(Stored data entries)
..............................

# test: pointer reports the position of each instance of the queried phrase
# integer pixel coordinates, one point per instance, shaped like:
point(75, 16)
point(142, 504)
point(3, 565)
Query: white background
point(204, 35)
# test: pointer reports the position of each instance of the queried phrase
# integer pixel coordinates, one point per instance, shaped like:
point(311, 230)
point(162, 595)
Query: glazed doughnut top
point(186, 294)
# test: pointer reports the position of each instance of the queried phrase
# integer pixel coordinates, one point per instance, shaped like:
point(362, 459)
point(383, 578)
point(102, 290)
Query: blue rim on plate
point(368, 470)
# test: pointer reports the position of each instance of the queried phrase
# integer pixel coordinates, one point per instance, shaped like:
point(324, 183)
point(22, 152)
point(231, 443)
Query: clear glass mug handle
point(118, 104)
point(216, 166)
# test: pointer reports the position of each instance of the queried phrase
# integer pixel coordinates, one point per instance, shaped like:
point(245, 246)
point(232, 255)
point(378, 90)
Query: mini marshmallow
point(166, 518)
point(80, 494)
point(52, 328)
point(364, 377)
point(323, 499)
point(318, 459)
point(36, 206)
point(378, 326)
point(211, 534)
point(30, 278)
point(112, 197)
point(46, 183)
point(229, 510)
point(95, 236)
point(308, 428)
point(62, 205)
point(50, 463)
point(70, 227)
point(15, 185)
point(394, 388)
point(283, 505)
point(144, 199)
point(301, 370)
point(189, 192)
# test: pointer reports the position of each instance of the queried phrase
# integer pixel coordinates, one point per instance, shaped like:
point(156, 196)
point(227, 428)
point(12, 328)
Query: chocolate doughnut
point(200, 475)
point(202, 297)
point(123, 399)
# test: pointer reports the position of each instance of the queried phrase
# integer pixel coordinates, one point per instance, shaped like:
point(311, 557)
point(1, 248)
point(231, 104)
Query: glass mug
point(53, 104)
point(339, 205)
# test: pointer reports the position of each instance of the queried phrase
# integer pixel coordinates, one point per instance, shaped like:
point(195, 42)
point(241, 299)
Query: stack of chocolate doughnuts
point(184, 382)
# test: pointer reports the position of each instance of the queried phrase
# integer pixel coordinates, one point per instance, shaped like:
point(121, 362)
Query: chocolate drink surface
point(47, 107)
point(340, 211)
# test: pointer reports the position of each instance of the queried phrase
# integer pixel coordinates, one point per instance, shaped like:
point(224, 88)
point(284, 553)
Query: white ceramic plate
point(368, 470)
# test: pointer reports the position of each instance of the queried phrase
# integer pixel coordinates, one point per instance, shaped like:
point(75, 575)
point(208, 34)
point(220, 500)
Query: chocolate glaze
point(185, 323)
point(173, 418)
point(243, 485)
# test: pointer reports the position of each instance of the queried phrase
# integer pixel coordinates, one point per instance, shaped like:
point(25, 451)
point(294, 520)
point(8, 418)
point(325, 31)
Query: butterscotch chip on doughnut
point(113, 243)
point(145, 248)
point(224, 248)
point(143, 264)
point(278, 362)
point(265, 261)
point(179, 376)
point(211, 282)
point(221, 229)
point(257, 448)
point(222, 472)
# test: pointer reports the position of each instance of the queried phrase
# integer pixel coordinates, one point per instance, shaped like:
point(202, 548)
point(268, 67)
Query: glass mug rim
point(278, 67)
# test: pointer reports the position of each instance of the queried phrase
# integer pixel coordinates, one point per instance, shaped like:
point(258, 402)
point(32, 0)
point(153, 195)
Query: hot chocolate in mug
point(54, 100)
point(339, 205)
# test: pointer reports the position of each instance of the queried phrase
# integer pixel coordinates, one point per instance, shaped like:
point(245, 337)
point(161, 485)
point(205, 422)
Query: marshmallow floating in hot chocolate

..............................

EXERCISE DESCRIPTION: Retype the entries precisely as they stand.

EXERCISE RESPONSE:
# test: pointer reports the position of each instance of the queried phrase
# integer pixel coordinates, one point per instance, shaped like:
point(75, 16)
point(142, 504)
point(3, 565)
Query: white background
point(204, 35)
# test: pointer reports the position of each instance of the queried phrase
# integer pixel coordinates, one point per instance, shaped like:
point(311, 230)
point(162, 595)
Query: glazed doughnut top
point(186, 294)
# test: pointer reports the position of each instance of the queried phrase
# integer pixel coordinates, one point per instance, shaped like:
point(362, 459)
point(383, 578)
point(102, 290)
Query: blue rim on plate
point(368, 470)
# test: pointer reports the position of each instance of the queried phrase
# integer pixel coordinates, one point per instance, shaped like:
point(324, 183)
point(22, 152)
point(231, 443)
Query: clear glass mug handle
point(118, 104)
point(216, 166)
# test: pointer reports the position of each instance of the queried phrase
# integer pixel coordinates, one point per instance, shaped like:
point(245, 246)
point(232, 255)
point(378, 90)
Query: mini marshmallow
point(166, 518)
point(80, 494)
point(52, 328)
point(364, 377)
point(323, 499)
point(318, 459)
point(36, 206)
point(378, 326)
point(211, 534)
point(30, 278)
point(112, 197)
point(46, 183)
point(229, 510)
point(95, 236)
point(308, 428)
point(62, 205)
point(50, 463)
point(70, 227)
point(15, 185)
point(394, 388)
point(283, 505)
point(144, 199)
point(301, 370)
point(189, 192)
# test: pointer reports the position of each instance of the queried phrase
# integer pixel coordinates, one point per instance, shaped like:
point(156, 196)
point(227, 428)
point(12, 328)
Query: chocolate doughnut
point(200, 475)
point(202, 297)
point(123, 399)
# test: pointer reports the position of each instance of the queried phrase
# integer pixel coordinates, one point per instance, shaped like:
point(311, 557)
point(1, 248)
point(231, 104)
Query: glass mug
point(53, 104)
point(339, 205)
# test: pointer reports the position of each instance of the queried phrase
# integer pixel coordinates, one point per instance, shaped like:
point(195, 42)
point(241, 299)
Query: stack of chocolate doughnuts
point(184, 382)
# test: pointer reports the position of each instance of the queried phrase
# integer pixel coordinates, one point per instance, shaped like:
point(121, 362)
Query: chocolate drink surface
point(47, 107)
point(340, 211)
# test: pointer reports the position of each instance of the queried phrase
# integer pixel coordinates, one point per instance, shaped like:
point(224, 88)
point(284, 553)
Query: white ceramic plate
point(368, 470)
# test: pointer reports the position of each instance of the queried phrase
# integer pixel coordinates, one point per instance, shaped like:
point(75, 575)
point(208, 34)
point(220, 500)
Query: chocolate glaze
point(185, 323)
point(173, 418)
point(243, 485)
# test: pointer reports the position of each instance of the queried phrase
# integer pixel coordinates, one point per instance, shaped like:
point(25, 451)
point(294, 520)
point(8, 418)
point(325, 31)
Query: butterscotch chip on doughnut
point(113, 243)
point(145, 248)
point(224, 248)
point(143, 264)
point(278, 362)
point(265, 261)
point(179, 376)
point(211, 282)
point(221, 229)
point(257, 448)
point(222, 472)
# test: pointer reports the position of each instance of the queried phrase
# integer pixel coordinates, one point per instance, shaped like:
point(202, 548)
point(268, 67)
Query: glass mug rim
point(278, 67)
# test: pointer reports the position of each instance of the queried phrase
# integer pixel coordinates, one point per instance, shaped like:
point(258, 402)
point(32, 0)
point(153, 195)
Query: hot chocolate in mug
point(54, 100)
point(339, 205)
# test: pointer reports the position of each instance of the queried phrase
# integer pixel coordinates, one point per instance, shaped like:
point(245, 337)
point(161, 485)
point(205, 422)
Query: marshmallow floating in hot chocolate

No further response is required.